* **Required task**: The entries below are to be written out again without alteration.

* **Records for processing**:
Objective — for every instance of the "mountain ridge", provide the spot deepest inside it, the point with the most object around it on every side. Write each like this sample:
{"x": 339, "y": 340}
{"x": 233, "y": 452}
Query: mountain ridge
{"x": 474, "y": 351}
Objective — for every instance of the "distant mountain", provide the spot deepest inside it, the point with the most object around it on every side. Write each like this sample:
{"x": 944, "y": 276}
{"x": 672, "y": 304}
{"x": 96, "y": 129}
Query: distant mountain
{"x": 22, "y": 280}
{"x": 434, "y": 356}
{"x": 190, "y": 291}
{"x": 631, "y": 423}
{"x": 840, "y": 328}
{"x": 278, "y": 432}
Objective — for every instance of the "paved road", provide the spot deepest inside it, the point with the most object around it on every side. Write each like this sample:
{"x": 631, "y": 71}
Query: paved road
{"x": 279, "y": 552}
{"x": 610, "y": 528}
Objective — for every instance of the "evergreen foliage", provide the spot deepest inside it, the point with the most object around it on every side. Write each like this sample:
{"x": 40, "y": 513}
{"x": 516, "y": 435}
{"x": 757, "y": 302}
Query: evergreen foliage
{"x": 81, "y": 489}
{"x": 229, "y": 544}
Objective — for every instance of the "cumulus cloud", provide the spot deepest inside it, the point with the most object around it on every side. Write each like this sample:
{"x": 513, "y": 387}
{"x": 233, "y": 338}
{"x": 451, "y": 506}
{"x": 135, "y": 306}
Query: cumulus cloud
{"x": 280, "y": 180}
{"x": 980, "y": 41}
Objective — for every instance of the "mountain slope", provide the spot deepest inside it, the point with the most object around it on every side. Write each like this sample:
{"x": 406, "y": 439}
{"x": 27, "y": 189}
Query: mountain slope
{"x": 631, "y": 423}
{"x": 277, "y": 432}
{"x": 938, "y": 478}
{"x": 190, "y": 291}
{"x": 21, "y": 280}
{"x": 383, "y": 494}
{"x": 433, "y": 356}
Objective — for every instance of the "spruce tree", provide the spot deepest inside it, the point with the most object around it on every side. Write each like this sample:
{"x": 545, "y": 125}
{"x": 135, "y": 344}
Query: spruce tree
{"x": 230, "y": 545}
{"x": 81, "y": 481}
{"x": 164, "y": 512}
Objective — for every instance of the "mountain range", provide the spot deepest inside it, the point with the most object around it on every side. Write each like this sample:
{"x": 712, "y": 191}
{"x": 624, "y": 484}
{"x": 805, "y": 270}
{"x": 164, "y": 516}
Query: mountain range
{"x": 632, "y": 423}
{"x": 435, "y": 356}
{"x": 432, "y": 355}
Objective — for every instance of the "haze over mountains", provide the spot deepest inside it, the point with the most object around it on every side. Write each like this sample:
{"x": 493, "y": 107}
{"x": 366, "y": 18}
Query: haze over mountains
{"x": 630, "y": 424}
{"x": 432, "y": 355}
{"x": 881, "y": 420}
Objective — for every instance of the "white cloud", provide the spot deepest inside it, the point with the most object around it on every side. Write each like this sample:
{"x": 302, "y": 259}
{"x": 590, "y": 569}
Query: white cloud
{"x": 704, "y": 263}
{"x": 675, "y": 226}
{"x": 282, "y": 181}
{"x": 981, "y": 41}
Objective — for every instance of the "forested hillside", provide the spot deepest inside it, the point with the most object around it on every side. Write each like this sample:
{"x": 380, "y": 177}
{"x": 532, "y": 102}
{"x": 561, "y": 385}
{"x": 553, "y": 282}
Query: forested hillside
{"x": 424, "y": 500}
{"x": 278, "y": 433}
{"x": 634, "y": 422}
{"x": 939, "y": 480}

* **In response**:
Objective — for every instance of the "mountain ridge", provide the spot deepest inside it, the point with the most object around it on every side. Write each like this sample:
{"x": 339, "y": 340}
{"x": 233, "y": 452}
Query: mountain ridge
{"x": 474, "y": 351}
Objective — for every instance of the "distant mountain", provide the spot deepest inside it, the point with the most object around it on every side. Write each like this sample:
{"x": 944, "y": 276}
{"x": 672, "y": 304}
{"x": 96, "y": 129}
Query: distant mountain
{"x": 22, "y": 280}
{"x": 434, "y": 356}
{"x": 190, "y": 291}
{"x": 631, "y": 423}
{"x": 840, "y": 328}
{"x": 278, "y": 432}
Objective — for every instance of the "paved road", provide the spot deepest inside it, the point with the most object around it on every side. Write each like this sample:
{"x": 631, "y": 71}
Query: paved road
{"x": 279, "y": 552}
{"x": 610, "y": 528}
Objective — for every instance of the "evergreen foliage", provide the spot deepest inside it, the point with the most object around it on every side. Write each like this sample:
{"x": 40, "y": 513}
{"x": 516, "y": 435}
{"x": 757, "y": 302}
Query: evergreen foliage
{"x": 81, "y": 489}
{"x": 229, "y": 544}
Objective — for every instance of the "cumulus cloud", provide the spot deepest inside it, the point with the most object around it on every side. Write each like this sample:
{"x": 513, "y": 387}
{"x": 233, "y": 338}
{"x": 451, "y": 506}
{"x": 135, "y": 306}
Query: cumulus cloud
{"x": 280, "y": 180}
{"x": 980, "y": 41}
Objective — for every instance of the "mountain slope", provide the spot deepest inside it, the point with the most object around it on every side. Write each like this sample:
{"x": 406, "y": 439}
{"x": 27, "y": 189}
Query: mountain slope
{"x": 631, "y": 423}
{"x": 277, "y": 432}
{"x": 938, "y": 478}
{"x": 190, "y": 291}
{"x": 21, "y": 280}
{"x": 383, "y": 494}
{"x": 433, "y": 356}
Objective — for every instance of the "spruce tree", provide the spot deepest inside it, the point with the most object around it on every side. Write each like this sample:
{"x": 545, "y": 125}
{"x": 135, "y": 344}
Query: spruce tree
{"x": 230, "y": 545}
{"x": 81, "y": 481}
{"x": 164, "y": 512}
Objective — for every instance of the "mountain range", provide the spot deepest inside it, the point with the most object around it on every side. Write each like this sample:
{"x": 712, "y": 191}
{"x": 624, "y": 484}
{"x": 805, "y": 270}
{"x": 164, "y": 516}
Query: mountain range
{"x": 632, "y": 423}
{"x": 435, "y": 356}
{"x": 432, "y": 355}
Objective — for every instance of the "haze over mountains", provide the spot deepest inside it, the point with the most object around it on every side. Write each like this sample:
{"x": 493, "y": 107}
{"x": 366, "y": 18}
Query: haze over mountains
{"x": 630, "y": 424}
{"x": 432, "y": 355}
{"x": 881, "y": 420}
Objective — for every instance of the "white cloud", provide the spot deepest inside it, the point with the most object around it on every side. Write each like this sample:
{"x": 302, "y": 259}
{"x": 590, "y": 569}
Query: white cloud
{"x": 704, "y": 263}
{"x": 675, "y": 226}
{"x": 282, "y": 181}
{"x": 981, "y": 41}
Objective — for every instance of the "forested hillside", provide the spot deepest inside it, the point with the most object around it on every side. Write each like this sample:
{"x": 380, "y": 177}
{"x": 532, "y": 102}
{"x": 561, "y": 385}
{"x": 553, "y": 282}
Query: forested hillside
{"x": 424, "y": 500}
{"x": 278, "y": 433}
{"x": 634, "y": 422}
{"x": 939, "y": 480}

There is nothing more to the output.